[Aim 1]: From the review of Literature and Lives below, list every person it names. Give each name in its fullest form.
[Aim 2]: In the review of Literature and Lives below, copy word for word the passage from "Literature and Lives: A" to "of English, 2001.".

[Selected passage]:
::::::

Literature and Lives: A Response-Based, Cultural Studies Approach to Teaching English. By Allen Carey-Webb. Urbana, Ill.: National Council of Teachers of English, 2001.

In their "Editors' Introduction" to the inaugural issue of Pedagogy, Jennifer L. Holberg and Marcy Taylor (2001: 1) declare that this journal "strives to reverse the long-standing marginalization of teaching and the scholarship produced around it and instead to assert the centrality of teaching to our work as scholars and professionals" (my emphasis). They add, "We envision a scholarly journal that will energize the conversation about teaching excellence in higher education; in particular, we expect to radically affect the shape of undergraduate and graduate instruction in English studies" (1). It seems to me that Allen Carey-Webb's Literature and Lives represents an ideal text to read, study, and discuss in this context. Carey-Webb, who takes teaching very seriously, situates it in the context of research and scholarship, indeed at the very center of what we do in English studies. He also asserts that "a response-based cultural studies approach to English teaching . . . has the potential to transform our curriculum and purpose" (9). Not only is Literature and Lives particularly well suited to the goals of this journal, but Carey-Webb's desire to link literature and lives can be held up as a lofty but attainable pedagogical goal for all teachers.

In fact, Carey-Webb has already helped "energize the conversation about teaching excellence in higher education": Jeraldine Kraver, David Swerdlow, and I have noted in our e-mail exchanges that the book lends itself to dialogue and discovery and has helped us rethink our teaching methods. Literature and Lives covers a variety of topics that will interest English instructors at any level. My colleagues address some of its limitations in their reviews, but they also share the concern that Holberg and Taylor raise about the need to address the gap between pedagogy and scholarship, particularly literary theory. (In his review David states, "So often, committed teachers lack the time to reflect critically on their pedagogy. . . . We relish opportunities to debate literature, but not teaching technique"; in hers Jeri remarks, "I find that faculty members in my discipline know literature and theory, but most do not know pedagogy.") In an interview with Martha Nussbaum, the editors of the Hedgehog Review capture the essence of this shortcoming, which Carey-Webb addresses head-on: "We often assume the validity of two dichotomies in the academy: one is between teaching and research, the other is between [End Page 304] the world and the academy" ("The University in Question" 2000: 128). How do we bridge these gaps? Carey-Webb provides one model for us to emulate.

::::::

[Available data]:
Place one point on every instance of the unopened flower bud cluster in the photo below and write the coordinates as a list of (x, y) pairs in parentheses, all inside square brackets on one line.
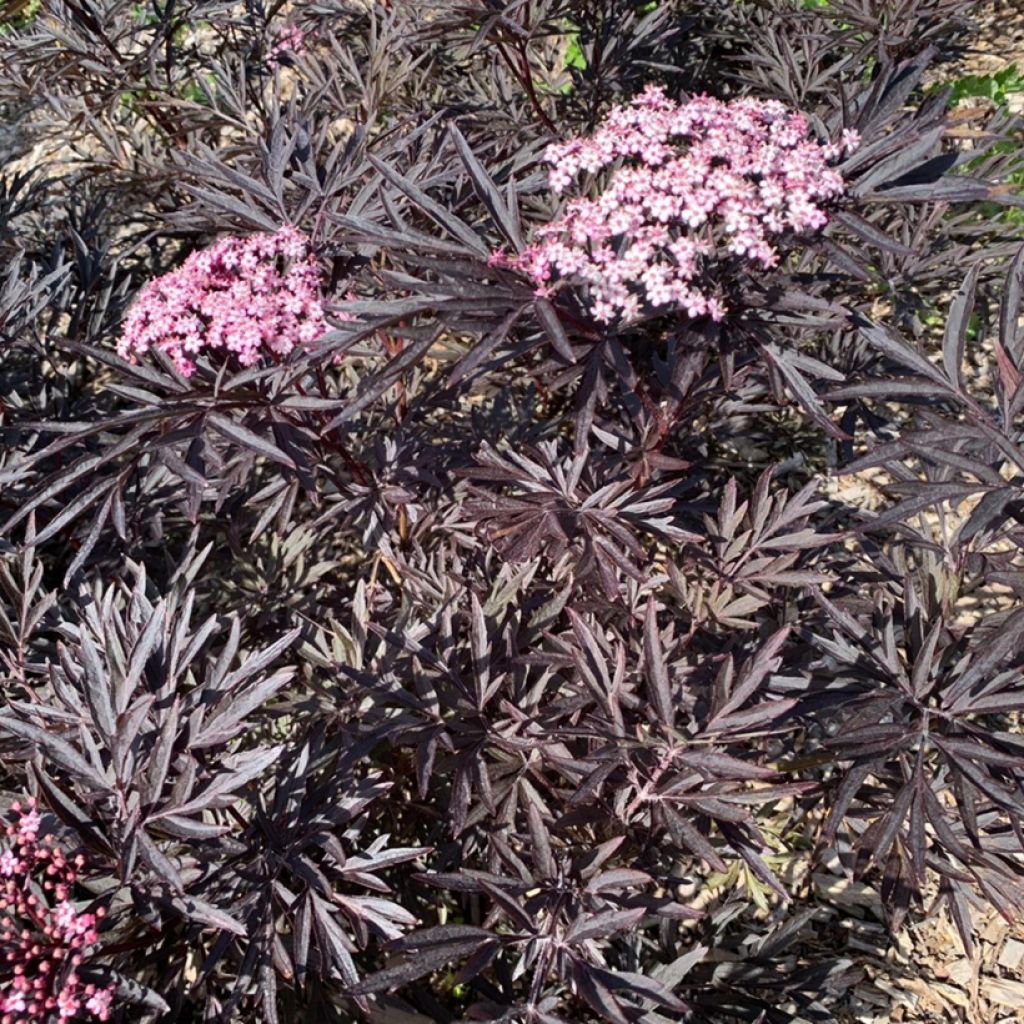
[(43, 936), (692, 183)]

::::::

[Full output 1]:
Allen Carey-Webb
Jennifer L. Holberg
Marcy Taylor
Jeraldine Kraver
David Swerdlow
Martha Nussbaum

[Full output 2]:
Literature and Lives: A Response-Based, Cultural Studies Approach to Teaching English. By Allen Carey-Webb. Urbana, Ill.: National Council of Teachers of English, 2001.